══ SELECTED EXCERPT ══
Re: Repeatable read and serializable transactions see data committed after tx start

From: Álvaro Hernández Tortosa <aht(at)8Kdata(dot)com>
To: Robert Haas <robertmhaas(at)gmail(dot)com>
Cc: "pgsql-hackers(at)postgresql(dot)org" <pgsql-hackers(at)postgresql(dot)org>
Subject: Re: Repeatable read and serializable transactions see data committed after tx start
Date: 2014-11-06 00:17:24
Message-ID: 545ABE14.4090508@8Kdata.com
Views: Raw Message | Whole Thread | Download mbox | Resend email
Thread:
Lists: pgsql-hackers


On 06/11/14 00:42, Robert Haas wrote:
> On Mon, Nov 3, 2014 at 2:14 PM, Álvaro Hernández Tortosa <aht(at)8kdata(dot)com> wrote:
>> Given a transaction started with "BEGIN.... (REPEATABLE READ |
>> SERIALIZABLE)", if a concurrent session commits some data before *any* query
>> within the first transaction, that committed data is seen by the
>> transaction. This is not what I'd expect.
> I think the problem is with your expectation, not the behavior.

But my expectation is derived from the documentation:

"The Repeatable Read isolation level only sees data committed before the
transaction began;"
═══
### CHALLENGE 1
In the mailing-list post, what does the quoted documentation say the Repeatable Read isolation level sees?
### CHALLENGE 2
Reproduce verbatim the part of the mailing-list post that opens with the words containing "On 06/11/14 00:42, Robert" and closes with "what I'd expect.".
══ MATERIAL PROVIDED ══
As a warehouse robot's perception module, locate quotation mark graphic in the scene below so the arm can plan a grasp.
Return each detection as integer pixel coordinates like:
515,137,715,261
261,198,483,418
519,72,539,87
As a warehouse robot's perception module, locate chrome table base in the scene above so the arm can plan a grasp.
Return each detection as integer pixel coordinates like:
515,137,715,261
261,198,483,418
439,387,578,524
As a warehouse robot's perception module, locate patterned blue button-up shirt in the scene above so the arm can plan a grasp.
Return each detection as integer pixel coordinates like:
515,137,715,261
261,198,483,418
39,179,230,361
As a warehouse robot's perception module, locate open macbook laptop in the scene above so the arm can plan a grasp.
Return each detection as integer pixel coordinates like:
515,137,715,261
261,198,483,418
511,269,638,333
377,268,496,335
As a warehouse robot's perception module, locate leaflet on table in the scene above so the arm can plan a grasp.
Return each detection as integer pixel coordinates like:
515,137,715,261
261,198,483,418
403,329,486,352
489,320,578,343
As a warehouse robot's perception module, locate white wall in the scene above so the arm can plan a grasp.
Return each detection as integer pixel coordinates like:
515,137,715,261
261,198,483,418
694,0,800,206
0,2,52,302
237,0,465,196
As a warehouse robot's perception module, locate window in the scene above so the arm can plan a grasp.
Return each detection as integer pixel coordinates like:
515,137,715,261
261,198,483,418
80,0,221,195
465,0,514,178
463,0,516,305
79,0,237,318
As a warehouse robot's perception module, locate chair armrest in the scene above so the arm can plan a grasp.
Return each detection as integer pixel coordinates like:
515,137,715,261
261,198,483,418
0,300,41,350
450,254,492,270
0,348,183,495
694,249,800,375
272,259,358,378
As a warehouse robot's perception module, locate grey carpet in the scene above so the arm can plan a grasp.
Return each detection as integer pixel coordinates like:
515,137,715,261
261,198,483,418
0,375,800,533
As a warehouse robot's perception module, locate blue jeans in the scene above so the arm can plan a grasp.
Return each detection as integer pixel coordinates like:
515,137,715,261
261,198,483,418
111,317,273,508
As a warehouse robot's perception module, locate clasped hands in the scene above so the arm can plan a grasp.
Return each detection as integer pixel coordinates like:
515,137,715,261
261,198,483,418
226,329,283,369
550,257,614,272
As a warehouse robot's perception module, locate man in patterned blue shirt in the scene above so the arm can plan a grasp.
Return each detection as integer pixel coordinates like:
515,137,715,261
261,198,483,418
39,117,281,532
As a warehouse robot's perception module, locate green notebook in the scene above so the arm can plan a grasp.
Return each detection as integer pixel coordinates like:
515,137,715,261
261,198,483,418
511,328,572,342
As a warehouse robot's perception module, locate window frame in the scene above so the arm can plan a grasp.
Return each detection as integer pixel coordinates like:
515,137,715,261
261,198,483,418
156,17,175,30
═══
### REPLY 1
Only data committed before the transaction began.

### REPLY 2
On 06/11/14 00:42, Robert Haas wrote:
> On Mon, Nov 3, 2014 at 2:14 PM, Álvaro Hernández Tortosa <aht(at)8kdata(dot)com> wrote:
>> Given a transaction started with "BEGIN.... (REPEATABLE READ |
>> SERIALIZABLE)", if a concurrent session commits some data before *any* query
>> within the first transaction, that committed data is seen by the
>> transaction. This is not what I'd expect.